JOB A:
Answer these questions using the Hebrews 11 passage below:
(i) What did Noah build by faith, and where?
(ii) What fact did the people of faith accept about themselves in this world?
(iii) For how many days did the Israelites march around the walls of Jericho?

SOURCE EXTRACT:
____
By an act of faith, Enoch skipped death completely. “They looked all over and couldn’t find him because God had taken him.” We know on the basis of reliable testimony that before he was taken “he pleased God.” It’s impossible to please God apart from faith. And why? Because anyone who wants to approach God must believe both that he exists and that he cares enough to respond to those who seek him. By faith, Noah built a ship in the middle of dry land. He was warned about something he couldn’t see, and acted on what he was told. The result? His family was saved. His act of faith drew a sharp line between the evil of the unbelieving world and the rightness of the believing world. As a result, Noah became intimate with God.

Hebrews 11:13-16 MSG

Each one of these people of faith died not yet having in hand what was promised, but still believing. How did they do it? They saw it way off in the distance, waved their greeting, and accepted the fact that they were transients in this world. People who live this way make it plain that they are looking for their true home. If they were homesick for the old country, they could have gone back any time they wanted. But they were after a far better country than that—heaven country. You can see why God is so proud of them, and has a City waiting for them.

Hebrews 11:24-40 MSG

By faith, Moses, when grown, refused the privileges of the Egyptian royal house. He chose a hard life with God’s people rather than an opportunistic soft life of sin with the oppressors. He valued suffering in the Messiah’s camp far greater than Egyptian wealth because he was looking ahead, anticipating the payoff. By an act of faith, he turned his heel on Egypt, indifferent to the king’s blind rage. He had his eye on the One no eye can see, and kept right on going. By an act of faith, he kept the Passover Feast and sprinkled Passover blood on each house so that the destroyer of the firstborn wouldn’t touch them. By an act of faith, Israel walked through the Red Sea on dry ground. The Egyptians tried it and drowned. By faith, the Israelites marched around the walls of Jericho for seven days, and the walls fell flat. By an act of faith, Rahab, the Jericho harlot, welcomed the spies and escaped the destruction that came on those who refused to trust God. * * * I could go on and on, but I’ve run out of time. There are so many more—Gideon, Barak, Samson, Jephthah, David, Samuel, the prophets. . . . Through acts of faith, they toppled kingdoms, made justice work, took the promises for themselves. They were protected from lions, fires, and sword thrusts, turned disadvantage to advantage, won battles, routed alien armies. Women received their loved ones back from the dead. There were those who, under torture, refused to give in and go free, preferring something better: resurrection. Others braved abuse and whips, and, yes, chains and dungeons. We have stories of those who were stoned, sawed in two, murdered in cold blood; stories of vagrants wandering the earth in animal skins, homeless, friendless, powerless—the world didn’t deserve them!—making their way as best they could on the cruel edges of the world. Not one of these people, even though their lives of faith were exemplary, got their hands on what was promised. God had a better plan for us: that their faith and our faith would come together to make one completed whole, their lives of faith not complete apart from ours.
____
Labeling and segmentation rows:
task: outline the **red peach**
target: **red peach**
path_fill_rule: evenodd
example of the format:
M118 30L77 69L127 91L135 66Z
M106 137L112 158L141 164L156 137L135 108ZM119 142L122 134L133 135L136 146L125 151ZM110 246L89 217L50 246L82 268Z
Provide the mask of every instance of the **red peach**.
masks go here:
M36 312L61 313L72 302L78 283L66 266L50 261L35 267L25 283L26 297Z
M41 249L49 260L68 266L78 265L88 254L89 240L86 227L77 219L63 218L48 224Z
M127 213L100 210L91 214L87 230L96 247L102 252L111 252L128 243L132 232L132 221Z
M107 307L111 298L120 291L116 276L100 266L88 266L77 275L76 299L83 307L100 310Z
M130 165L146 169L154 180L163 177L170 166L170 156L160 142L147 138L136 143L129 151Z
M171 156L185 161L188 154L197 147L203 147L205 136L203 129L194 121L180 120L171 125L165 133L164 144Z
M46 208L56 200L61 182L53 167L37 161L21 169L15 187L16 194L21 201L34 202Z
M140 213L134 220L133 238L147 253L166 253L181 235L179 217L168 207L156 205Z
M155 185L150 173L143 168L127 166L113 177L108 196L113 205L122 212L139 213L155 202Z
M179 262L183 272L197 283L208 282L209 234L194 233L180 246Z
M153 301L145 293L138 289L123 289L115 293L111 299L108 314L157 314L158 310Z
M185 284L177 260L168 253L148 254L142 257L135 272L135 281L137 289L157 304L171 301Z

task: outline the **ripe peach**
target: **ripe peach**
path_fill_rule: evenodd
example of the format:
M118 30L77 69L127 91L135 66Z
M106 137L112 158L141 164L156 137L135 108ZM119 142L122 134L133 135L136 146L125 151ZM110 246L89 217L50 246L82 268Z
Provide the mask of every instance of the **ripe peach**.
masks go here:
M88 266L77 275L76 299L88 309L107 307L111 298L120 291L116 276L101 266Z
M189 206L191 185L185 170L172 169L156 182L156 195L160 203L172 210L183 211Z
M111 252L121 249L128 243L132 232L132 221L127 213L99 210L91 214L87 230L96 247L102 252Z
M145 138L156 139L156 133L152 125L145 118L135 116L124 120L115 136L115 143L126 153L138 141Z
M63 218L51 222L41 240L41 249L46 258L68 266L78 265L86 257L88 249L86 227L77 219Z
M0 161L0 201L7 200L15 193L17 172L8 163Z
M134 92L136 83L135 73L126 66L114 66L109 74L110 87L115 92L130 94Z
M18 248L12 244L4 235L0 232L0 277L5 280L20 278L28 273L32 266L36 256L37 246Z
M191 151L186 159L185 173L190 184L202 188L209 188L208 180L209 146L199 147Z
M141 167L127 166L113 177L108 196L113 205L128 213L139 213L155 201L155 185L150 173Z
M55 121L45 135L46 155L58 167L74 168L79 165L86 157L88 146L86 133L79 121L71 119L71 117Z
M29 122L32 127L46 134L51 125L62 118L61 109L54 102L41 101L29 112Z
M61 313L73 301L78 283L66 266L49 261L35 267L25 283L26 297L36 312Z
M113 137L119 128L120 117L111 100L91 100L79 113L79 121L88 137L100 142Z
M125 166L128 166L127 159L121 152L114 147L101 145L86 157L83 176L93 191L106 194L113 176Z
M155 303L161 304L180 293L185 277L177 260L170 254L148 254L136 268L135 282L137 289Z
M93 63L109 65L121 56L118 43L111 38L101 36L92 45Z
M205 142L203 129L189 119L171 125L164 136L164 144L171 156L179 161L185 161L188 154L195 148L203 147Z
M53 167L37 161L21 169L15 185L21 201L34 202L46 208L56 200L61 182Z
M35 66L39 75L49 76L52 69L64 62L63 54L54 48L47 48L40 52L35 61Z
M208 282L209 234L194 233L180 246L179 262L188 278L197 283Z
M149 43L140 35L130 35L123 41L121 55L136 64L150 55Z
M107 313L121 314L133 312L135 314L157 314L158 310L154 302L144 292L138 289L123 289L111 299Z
____
JOB B:
From the rows above, extract each line that contains the string "every".

REPLY A:
(i) A ship, in the middle of dry land.
(ii) That they were transients in this world.
(iii) Seven days.

REPLY B:
Provide the mask of every instance of the **red peach**.
Provide the mask of every instance of the **ripe peach**.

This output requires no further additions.